## TASK STATEMENT:
Repeat each entry below exactly.

## Stored data:
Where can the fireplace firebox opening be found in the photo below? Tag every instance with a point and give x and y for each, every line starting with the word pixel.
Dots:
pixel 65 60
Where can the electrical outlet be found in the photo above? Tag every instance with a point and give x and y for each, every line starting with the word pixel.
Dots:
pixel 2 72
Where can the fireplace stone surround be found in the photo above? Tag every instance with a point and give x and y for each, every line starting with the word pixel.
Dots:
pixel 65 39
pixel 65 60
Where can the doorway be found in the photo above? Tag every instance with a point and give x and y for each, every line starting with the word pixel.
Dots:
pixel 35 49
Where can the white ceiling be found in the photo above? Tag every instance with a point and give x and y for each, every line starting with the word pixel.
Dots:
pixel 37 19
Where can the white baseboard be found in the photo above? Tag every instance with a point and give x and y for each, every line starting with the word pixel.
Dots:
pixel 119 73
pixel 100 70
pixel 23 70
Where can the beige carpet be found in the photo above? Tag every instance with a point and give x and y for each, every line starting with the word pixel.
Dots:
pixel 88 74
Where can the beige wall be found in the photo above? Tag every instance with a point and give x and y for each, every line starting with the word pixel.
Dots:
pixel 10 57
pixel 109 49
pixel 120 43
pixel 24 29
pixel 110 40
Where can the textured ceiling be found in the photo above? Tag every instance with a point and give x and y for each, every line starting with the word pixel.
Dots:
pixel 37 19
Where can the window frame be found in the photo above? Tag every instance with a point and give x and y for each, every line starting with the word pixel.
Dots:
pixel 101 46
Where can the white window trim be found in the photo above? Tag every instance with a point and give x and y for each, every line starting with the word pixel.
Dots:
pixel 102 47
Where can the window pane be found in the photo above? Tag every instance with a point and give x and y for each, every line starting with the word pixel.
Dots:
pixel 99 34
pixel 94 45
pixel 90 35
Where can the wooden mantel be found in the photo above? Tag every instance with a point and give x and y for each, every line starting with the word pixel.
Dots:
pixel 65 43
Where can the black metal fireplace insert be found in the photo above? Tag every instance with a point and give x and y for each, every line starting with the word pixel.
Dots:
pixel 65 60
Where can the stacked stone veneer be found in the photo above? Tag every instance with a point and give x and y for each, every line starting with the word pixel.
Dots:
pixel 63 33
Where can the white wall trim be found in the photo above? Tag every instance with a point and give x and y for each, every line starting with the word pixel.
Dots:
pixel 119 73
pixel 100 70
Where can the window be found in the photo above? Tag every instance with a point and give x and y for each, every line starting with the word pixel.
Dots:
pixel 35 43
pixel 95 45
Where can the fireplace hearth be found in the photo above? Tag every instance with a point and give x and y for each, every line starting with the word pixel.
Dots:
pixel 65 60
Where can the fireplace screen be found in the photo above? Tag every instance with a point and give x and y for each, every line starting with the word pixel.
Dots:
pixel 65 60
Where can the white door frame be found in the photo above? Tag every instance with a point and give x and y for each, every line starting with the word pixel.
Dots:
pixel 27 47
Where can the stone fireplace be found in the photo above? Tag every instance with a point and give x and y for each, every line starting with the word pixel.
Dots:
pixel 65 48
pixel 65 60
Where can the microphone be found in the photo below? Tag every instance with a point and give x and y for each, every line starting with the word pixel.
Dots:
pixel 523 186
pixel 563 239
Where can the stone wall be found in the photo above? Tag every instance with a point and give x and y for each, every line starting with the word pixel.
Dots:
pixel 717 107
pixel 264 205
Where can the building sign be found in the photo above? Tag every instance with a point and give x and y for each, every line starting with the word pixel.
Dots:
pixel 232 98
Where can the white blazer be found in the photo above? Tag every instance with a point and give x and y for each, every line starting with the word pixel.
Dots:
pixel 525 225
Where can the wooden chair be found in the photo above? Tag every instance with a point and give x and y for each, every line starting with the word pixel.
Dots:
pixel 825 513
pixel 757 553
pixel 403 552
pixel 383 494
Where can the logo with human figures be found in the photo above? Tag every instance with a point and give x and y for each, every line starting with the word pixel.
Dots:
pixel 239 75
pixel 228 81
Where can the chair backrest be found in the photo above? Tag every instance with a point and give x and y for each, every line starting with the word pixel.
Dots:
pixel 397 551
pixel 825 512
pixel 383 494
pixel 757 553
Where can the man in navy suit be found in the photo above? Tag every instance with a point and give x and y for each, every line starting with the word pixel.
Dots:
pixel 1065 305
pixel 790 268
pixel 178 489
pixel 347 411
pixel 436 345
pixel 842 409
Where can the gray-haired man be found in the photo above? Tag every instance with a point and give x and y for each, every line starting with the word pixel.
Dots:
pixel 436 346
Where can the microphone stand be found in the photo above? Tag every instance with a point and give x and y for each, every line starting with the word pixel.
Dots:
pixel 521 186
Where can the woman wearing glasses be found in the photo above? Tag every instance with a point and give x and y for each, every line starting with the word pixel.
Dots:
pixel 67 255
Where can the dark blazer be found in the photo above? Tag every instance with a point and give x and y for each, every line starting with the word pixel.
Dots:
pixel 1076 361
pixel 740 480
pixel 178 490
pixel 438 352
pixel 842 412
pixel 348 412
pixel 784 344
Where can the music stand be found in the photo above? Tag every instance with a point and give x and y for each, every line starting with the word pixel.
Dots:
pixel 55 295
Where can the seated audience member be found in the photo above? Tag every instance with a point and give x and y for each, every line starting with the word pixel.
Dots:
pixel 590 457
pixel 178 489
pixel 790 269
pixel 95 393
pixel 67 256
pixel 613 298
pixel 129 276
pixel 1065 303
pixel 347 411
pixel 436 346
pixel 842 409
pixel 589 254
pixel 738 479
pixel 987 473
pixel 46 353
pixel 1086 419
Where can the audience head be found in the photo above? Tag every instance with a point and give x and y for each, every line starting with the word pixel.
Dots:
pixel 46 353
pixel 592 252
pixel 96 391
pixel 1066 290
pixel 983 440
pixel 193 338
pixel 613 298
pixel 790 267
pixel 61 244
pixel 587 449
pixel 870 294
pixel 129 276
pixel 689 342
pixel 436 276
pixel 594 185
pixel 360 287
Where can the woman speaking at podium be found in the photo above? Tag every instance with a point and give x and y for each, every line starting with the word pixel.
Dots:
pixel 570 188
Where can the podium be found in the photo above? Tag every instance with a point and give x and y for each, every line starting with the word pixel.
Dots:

## RESPONSE TO THE EXERCISE:
Where can the fireplace firebox opening be found in the photo below? Tag every instance with a point and give x and y for each, every line starting with the word pixel.
Dots:
pixel 65 60
Where can the electrical outlet be found in the photo above? Tag every instance with a point and give x and y for each, every line starting with the word pixel.
Dots:
pixel 2 72
Where can the fireplace stone surround be found in the photo above? Tag every instance with a point and give x and y for each, every line starting with the word pixel.
Dots:
pixel 65 39
pixel 65 60
Where can the doorway be found in the photo above? Tag every instance with a point and give x and y for each, every line starting with the word pixel.
Dots:
pixel 35 49
Where can the white ceiling be found in the photo above? Tag every instance with a point and give x and y for each, every line starting with the word pixel.
Dots:
pixel 37 19
Where can the white baseboard be found in the photo above? Tag every instance with a point and give x and y for each, every line starting with the word pixel.
Dots:
pixel 119 73
pixel 100 70
pixel 23 70
Where can the beige carpet be found in the photo above? Tag every instance with a point and give x and y for each, every line starting with the word pixel.
Dots:
pixel 88 74
Where can the beige wall be found in the photo above? Tag every instance with a point and give x and y for each, every line starting with the word pixel.
Dots:
pixel 10 57
pixel 109 49
pixel 120 43
pixel 24 29
pixel 110 40
Where can the textured ceiling be found in the photo above? Tag every instance with a point and give x and y for each, every line starting with the word pixel.
Dots:
pixel 37 19
Where can the window frame be found in the photo above? Tag every instance with a point and give x and y for each, every line starting with the word pixel.
Dots:
pixel 101 46
Where can the white window trim be found in the photo above? Tag every instance with a point and give x and y for each, every line starting with the word pixel.
Dots:
pixel 102 47
Where can the window pane be found in the photo above? Tag every instance with a point and give x and y for each, every line starting with the word pixel.
Dots:
pixel 99 34
pixel 94 45
pixel 90 35
Where can the wooden mantel be found in the photo above? Tag every instance with a point and give x and y for each, every line starting with the word pixel.
Dots:
pixel 65 43
Where can the black metal fireplace insert be found in the photo above? Tag every instance with a point and give x and y for each, every line starting with the word pixel.
Dots:
pixel 65 60
Where can the stacked stone veneer be found in the photo above? Tag every instance with a point and give x and y for each, every line starting with the word pixel.
Dots:
pixel 63 33
Where can the white wall trim be found in the photo above? Tag every instance with a point and give x and y for each, every line starting with the word pixel.
Dots:
pixel 119 73
pixel 100 70
Where can the window be found in the photo above? Tag every instance with a point and give x and y for each, every line starting with the word pixel.
Dots:
pixel 35 43
pixel 95 45
Where can the fireplace hearth be found in the photo above? Tag every instance with a point and give x and y for each, every line starting with the word pixel.
Dots:
pixel 65 60
Where can the fireplace screen be found in the photo above? Tag every instance with a point and give x and y for each, every line starting with the word pixel.
Dots:
pixel 65 60
Where can the white door frame be found in the photo above? Tag every instance with a point and give x and y for each, every line starting with the word pixel.
Dots:
pixel 27 47
Where can the stone fireplace be found in the photo above? Tag every instance with a point and give x and y for each, every line starting with the word pixel.
Dots:
pixel 65 48
pixel 65 60
Where can the microphone be found in the photo below? Tag every instance with a point and give x and y for each, every line starting with the word pixel.
Dots:
pixel 523 186
pixel 563 239
Where can the stone wall be found in the photo above? Tag every instance with a point and give x and y for each, every line starting with the word pixel.
Dots:
pixel 717 107
pixel 264 205
Where can the building sign be found in the photo above? Tag every instance with a point and give x and y for each, every line starting with the word pixel.
Dots:
pixel 232 98
Where can the white blazer be found in the photo above? Tag every instance with a point and give x and y for each, every line starting with the word pixel.
Dots:
pixel 525 225
Where can the wooden chair be found in the photo above? Tag every instance with a point and give x and y for each, every line starting with the word pixel.
Dots:
pixel 825 513
pixel 757 553
pixel 403 552
pixel 383 494
Where can the logo with human figures be found in the photo above? Tag every instance with a point and give x and y for each, every line starting with the word pixel.
Dots:
pixel 239 75
pixel 228 81
Where can the chair backrest be found in the photo above? Tag every instance with a point and give x and y for each, every line starting with the word pixel.
Dots:
pixel 397 551
pixel 825 512
pixel 383 494
pixel 757 553
Where can the man in navy suit be found in the photo above? Tag every instance with a point and give x and y for each, every line starting with the word pixel.
Dots:
pixel 1065 305
pixel 790 268
pixel 178 489
pixel 347 411
pixel 436 345
pixel 842 409
Where can the gray-haired man be found in the photo above? Tag every instance with a point and give x and y for each, every line starting with the word pixel.
Dots:
pixel 436 346
Where can the microphone stand be found in the photo above? Tag every instance with a point and give x and y for each, every line starting with the word pixel.
Dots:
pixel 521 186
Where can the woman wearing glasses be found in the photo above? Tag every instance with a point and give x and y for each, every line starting with the word pixel.
Dots:
pixel 67 255
Where can the dark blazer be found in the photo above? Tag every instance with a point and give x and y for each, every line starting with the word pixel.
Dots:
pixel 1076 361
pixel 740 480
pixel 178 490
pixel 438 352
pixel 842 412
pixel 348 412
pixel 784 344
Where can the music stand be found in the photo above? Tag every instance with a point and give x and y for each, every line starting with the word pixel.
Dots:
pixel 55 295
Where can the seated audience member be found in the photo above? Tag every instance with a point and give x and y for each, every line starting with the word pixel.
Dots:
pixel 590 457
pixel 178 489
pixel 790 269
pixel 95 393
pixel 67 256
pixel 613 298
pixel 129 276
pixel 1065 303
pixel 347 411
pixel 436 346
pixel 842 409
pixel 589 254
pixel 738 479
pixel 987 473
pixel 46 353
pixel 1086 419
Where can the audience head be found in the photo above? Tag every instance with a point and give x and y for each, every line starting with the word pixel.
Dots:
pixel 46 353
pixel 592 252
pixel 96 391
pixel 1066 290
pixel 983 440
pixel 193 338
pixel 613 298
pixel 790 267
pixel 61 244
pixel 587 449
pixel 870 294
pixel 129 276
pixel 689 342
pixel 436 276
pixel 594 185
pixel 360 287
Where can the woman speaking at podium be found in the photo above? Tag every instance with a point and give x and y for each, every line starting with the word pixel.
Dots:
pixel 570 188
Where can the podium be found in the photo above? Tag every instance with a point and give x and y for each, every line starting with the word pixel.
Dots:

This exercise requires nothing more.